**Exercise details:**
Please reproduce the line containing "One point per instance of the concrete sidewalk." and every line after it in the records below, exactly and with nothing else.

**Extracted material:**
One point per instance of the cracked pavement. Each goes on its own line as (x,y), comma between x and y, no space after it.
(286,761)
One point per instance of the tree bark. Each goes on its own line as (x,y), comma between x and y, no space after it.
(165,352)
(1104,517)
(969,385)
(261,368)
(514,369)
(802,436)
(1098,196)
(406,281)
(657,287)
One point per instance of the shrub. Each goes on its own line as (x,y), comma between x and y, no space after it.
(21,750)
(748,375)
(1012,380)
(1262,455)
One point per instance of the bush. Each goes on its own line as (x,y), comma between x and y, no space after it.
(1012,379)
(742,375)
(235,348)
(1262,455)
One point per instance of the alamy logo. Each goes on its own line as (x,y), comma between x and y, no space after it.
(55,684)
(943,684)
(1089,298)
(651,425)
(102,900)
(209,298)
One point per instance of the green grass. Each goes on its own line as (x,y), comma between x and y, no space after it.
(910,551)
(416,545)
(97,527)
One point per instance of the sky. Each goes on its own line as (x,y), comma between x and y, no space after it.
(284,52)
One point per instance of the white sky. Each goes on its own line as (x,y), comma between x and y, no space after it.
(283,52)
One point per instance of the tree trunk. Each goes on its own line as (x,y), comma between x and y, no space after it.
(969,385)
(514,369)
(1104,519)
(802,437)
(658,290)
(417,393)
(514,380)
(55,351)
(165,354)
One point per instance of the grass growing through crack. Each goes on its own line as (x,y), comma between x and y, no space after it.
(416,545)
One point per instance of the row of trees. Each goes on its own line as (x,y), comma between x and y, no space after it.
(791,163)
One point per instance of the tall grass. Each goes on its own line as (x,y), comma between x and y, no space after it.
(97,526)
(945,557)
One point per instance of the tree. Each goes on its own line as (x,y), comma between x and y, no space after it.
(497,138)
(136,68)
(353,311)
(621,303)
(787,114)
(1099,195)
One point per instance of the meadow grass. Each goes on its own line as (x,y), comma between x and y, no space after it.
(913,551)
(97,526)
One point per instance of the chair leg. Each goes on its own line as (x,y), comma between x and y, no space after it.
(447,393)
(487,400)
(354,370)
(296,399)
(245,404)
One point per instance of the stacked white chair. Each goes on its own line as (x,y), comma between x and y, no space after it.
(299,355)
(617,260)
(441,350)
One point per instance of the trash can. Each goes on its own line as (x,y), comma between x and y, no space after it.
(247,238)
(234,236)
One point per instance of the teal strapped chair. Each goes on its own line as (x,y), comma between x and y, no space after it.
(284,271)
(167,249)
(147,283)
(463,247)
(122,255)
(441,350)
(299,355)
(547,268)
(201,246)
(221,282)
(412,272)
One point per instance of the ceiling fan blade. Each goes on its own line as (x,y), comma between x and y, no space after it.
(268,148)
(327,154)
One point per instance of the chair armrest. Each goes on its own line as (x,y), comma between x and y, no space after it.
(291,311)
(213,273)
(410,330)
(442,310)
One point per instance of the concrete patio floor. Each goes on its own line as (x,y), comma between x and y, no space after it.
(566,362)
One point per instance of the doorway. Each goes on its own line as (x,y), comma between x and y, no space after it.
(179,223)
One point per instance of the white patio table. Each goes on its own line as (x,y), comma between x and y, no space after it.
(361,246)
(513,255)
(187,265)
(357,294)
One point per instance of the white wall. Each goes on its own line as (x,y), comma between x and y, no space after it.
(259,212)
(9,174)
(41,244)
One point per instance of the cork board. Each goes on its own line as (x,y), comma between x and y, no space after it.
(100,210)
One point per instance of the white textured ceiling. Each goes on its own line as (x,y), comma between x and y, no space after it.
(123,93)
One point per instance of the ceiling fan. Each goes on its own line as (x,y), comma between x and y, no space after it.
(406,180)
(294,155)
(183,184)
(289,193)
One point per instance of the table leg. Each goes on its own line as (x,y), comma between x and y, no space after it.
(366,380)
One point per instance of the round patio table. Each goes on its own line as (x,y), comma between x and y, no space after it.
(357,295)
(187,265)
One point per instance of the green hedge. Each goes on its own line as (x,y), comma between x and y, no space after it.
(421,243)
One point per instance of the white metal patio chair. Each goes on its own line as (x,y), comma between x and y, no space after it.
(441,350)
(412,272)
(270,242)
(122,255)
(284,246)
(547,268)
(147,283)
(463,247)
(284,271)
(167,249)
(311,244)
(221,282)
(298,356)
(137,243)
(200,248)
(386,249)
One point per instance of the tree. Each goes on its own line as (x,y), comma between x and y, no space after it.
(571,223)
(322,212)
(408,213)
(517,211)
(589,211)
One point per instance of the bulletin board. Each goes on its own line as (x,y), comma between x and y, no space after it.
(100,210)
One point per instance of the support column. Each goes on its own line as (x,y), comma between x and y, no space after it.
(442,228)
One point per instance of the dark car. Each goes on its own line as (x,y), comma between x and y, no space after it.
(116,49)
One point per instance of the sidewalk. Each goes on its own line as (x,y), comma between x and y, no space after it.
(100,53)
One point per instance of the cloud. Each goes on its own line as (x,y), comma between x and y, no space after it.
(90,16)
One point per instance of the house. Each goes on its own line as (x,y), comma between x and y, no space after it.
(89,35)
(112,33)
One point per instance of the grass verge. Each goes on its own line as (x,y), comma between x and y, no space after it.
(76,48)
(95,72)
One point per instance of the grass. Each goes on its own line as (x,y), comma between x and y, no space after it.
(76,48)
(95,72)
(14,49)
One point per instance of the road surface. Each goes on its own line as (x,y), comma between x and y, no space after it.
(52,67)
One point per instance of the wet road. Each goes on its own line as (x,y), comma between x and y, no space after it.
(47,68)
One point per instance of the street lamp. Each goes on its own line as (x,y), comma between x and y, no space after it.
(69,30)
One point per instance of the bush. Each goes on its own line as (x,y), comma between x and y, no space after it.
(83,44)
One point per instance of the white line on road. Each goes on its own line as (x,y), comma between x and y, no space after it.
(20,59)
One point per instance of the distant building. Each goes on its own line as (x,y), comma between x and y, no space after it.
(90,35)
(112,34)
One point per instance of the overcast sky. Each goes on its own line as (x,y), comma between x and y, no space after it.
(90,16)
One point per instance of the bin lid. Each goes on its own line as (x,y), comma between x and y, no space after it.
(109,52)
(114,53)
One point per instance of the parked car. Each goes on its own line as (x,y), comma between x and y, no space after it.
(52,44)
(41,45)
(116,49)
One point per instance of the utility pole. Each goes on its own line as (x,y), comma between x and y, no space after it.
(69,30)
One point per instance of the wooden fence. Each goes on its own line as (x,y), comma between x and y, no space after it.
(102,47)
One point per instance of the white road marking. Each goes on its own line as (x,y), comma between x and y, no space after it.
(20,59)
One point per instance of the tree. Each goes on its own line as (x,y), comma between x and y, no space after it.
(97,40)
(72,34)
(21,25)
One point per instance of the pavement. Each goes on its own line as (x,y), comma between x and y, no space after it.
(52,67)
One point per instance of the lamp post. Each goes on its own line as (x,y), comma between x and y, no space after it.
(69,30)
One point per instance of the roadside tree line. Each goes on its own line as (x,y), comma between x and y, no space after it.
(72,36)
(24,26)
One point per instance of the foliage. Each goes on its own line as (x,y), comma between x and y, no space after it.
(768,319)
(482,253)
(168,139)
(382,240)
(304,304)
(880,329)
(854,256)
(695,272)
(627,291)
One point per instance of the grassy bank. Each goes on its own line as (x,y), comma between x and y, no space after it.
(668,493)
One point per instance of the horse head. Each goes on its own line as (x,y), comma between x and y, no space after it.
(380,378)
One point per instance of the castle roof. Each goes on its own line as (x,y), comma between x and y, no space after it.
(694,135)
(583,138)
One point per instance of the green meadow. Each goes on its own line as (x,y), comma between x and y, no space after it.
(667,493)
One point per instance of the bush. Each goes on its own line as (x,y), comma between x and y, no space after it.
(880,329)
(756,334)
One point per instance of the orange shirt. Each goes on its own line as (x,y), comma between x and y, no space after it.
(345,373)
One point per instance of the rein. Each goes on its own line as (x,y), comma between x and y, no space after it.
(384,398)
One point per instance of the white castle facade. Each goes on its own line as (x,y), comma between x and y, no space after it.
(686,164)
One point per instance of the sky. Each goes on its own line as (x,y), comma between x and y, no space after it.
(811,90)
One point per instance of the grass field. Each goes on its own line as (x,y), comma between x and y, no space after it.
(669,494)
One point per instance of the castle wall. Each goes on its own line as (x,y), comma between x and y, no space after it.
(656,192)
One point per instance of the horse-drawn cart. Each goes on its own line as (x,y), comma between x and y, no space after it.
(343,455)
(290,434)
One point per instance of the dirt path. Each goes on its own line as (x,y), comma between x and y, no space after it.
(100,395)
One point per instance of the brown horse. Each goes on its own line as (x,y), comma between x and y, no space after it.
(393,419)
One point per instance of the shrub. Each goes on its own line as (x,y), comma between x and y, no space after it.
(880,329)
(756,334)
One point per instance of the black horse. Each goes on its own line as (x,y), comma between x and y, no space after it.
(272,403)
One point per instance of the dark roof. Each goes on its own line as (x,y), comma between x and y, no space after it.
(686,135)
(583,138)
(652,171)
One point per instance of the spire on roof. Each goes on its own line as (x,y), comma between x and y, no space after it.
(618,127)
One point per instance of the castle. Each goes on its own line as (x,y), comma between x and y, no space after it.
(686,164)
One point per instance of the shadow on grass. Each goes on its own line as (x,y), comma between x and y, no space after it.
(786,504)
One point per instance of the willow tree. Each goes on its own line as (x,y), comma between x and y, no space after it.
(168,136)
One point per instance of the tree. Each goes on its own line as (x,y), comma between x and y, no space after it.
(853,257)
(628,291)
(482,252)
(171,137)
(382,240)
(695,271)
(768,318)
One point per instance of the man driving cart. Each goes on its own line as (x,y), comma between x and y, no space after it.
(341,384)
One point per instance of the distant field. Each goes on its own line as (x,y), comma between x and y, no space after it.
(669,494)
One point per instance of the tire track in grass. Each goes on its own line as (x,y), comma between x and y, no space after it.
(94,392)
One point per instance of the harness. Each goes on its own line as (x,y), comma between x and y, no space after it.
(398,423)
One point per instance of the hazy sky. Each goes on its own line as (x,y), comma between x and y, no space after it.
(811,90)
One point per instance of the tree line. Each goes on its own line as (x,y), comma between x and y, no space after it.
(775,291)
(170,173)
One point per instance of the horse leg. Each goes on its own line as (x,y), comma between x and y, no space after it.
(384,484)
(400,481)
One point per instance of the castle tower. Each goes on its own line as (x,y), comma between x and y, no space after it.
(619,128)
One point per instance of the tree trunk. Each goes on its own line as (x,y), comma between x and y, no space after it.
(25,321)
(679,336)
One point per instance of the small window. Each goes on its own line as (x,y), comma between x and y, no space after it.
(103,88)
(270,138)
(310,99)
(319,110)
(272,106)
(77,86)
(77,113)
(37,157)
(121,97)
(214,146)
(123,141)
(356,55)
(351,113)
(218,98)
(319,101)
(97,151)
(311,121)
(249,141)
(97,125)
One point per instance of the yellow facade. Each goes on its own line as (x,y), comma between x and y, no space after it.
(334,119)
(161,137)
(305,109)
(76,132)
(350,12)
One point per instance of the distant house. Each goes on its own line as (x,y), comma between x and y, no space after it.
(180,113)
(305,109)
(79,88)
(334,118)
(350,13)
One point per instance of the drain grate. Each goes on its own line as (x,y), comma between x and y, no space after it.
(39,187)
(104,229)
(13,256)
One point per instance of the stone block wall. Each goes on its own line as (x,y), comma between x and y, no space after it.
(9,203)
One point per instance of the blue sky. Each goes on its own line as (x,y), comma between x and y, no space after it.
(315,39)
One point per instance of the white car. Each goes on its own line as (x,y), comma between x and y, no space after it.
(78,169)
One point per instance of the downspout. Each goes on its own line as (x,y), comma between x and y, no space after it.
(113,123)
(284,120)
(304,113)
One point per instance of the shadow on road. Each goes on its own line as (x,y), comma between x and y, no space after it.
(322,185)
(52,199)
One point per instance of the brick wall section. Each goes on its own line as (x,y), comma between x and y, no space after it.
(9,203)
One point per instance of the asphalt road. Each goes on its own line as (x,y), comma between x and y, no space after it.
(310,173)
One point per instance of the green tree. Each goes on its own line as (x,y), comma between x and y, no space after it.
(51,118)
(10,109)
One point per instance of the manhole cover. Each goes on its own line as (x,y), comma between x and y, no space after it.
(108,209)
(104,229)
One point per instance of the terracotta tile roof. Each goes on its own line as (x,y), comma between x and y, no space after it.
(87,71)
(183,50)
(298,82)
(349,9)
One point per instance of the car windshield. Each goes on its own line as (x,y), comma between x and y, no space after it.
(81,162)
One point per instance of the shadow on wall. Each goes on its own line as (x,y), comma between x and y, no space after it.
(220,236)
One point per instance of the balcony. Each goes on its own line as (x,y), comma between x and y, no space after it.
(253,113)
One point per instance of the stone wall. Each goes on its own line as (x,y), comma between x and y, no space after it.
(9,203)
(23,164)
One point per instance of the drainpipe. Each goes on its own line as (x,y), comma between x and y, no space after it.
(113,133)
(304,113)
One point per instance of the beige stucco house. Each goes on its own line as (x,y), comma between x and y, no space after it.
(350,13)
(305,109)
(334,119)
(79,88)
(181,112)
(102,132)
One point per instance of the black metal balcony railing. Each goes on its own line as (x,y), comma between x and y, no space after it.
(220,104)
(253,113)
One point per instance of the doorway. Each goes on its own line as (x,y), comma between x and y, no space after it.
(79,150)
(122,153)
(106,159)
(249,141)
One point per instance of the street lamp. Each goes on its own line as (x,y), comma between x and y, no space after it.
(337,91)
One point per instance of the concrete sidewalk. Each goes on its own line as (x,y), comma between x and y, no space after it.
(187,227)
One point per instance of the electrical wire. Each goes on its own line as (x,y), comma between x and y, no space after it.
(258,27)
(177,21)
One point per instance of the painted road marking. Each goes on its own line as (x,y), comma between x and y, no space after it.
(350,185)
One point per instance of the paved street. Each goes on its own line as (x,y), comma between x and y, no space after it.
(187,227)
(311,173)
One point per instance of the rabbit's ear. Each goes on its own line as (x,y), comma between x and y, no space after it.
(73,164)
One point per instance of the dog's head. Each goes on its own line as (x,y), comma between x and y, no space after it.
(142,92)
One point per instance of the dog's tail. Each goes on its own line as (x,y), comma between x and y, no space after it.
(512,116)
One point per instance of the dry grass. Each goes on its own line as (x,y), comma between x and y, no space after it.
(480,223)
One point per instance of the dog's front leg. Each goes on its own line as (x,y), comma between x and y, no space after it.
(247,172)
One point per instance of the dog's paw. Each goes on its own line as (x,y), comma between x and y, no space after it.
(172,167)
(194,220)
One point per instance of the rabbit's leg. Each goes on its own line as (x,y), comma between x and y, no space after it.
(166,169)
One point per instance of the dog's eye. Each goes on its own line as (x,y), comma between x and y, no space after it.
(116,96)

**Task result:**
One point per instance of the concrete sidewalk. Each goes on its own line as (x,y), comma between x and y, no space after it.
(187,227)
One point per instance of the electrical wire. Each goes on its own line as (x,y), comma between x and y, no space after it.
(258,27)
(177,21)
One point per instance of the painted road marking. Each goes on its own line as (x,y), comma between x and y, no space after it.
(350,185)
One point per instance of the paved street. Each goes on its own line as (x,y), comma between x and y, no space after it.
(187,227)
(311,173)
One point per instance of the rabbit's ear. Each goes on its own line as (x,y), comma between x and y, no space after it.
(73,164)
One point per instance of the dog's head. Each goes on its own line as (x,y), comma between x and y, no space after it.
(142,92)
One point per instance of the dog's tail. Each goes on its own line as (x,y), comma between x and y, no space after it.
(512,116)
One point per instance of the dry grass. Each goes on its own line as (x,y), comma between x and y, no space after it.
(480,223)
One point per instance of the dog's front leg. Each goes on its own line as (x,y), comma between x and y, no space after it.
(247,172)
One point per instance of the dog's paw. Each goes on its own line as (x,y), comma between x and y, no space after it.
(172,167)
(194,220)
One point per instance of the rabbit's leg. Each goes on its own line as (x,y), comma between x and y, no space after it.
(166,169)
One point per instance of the dog's eye. Each goes on its own line as (x,y), comma between x and y, no space after it.
(116,96)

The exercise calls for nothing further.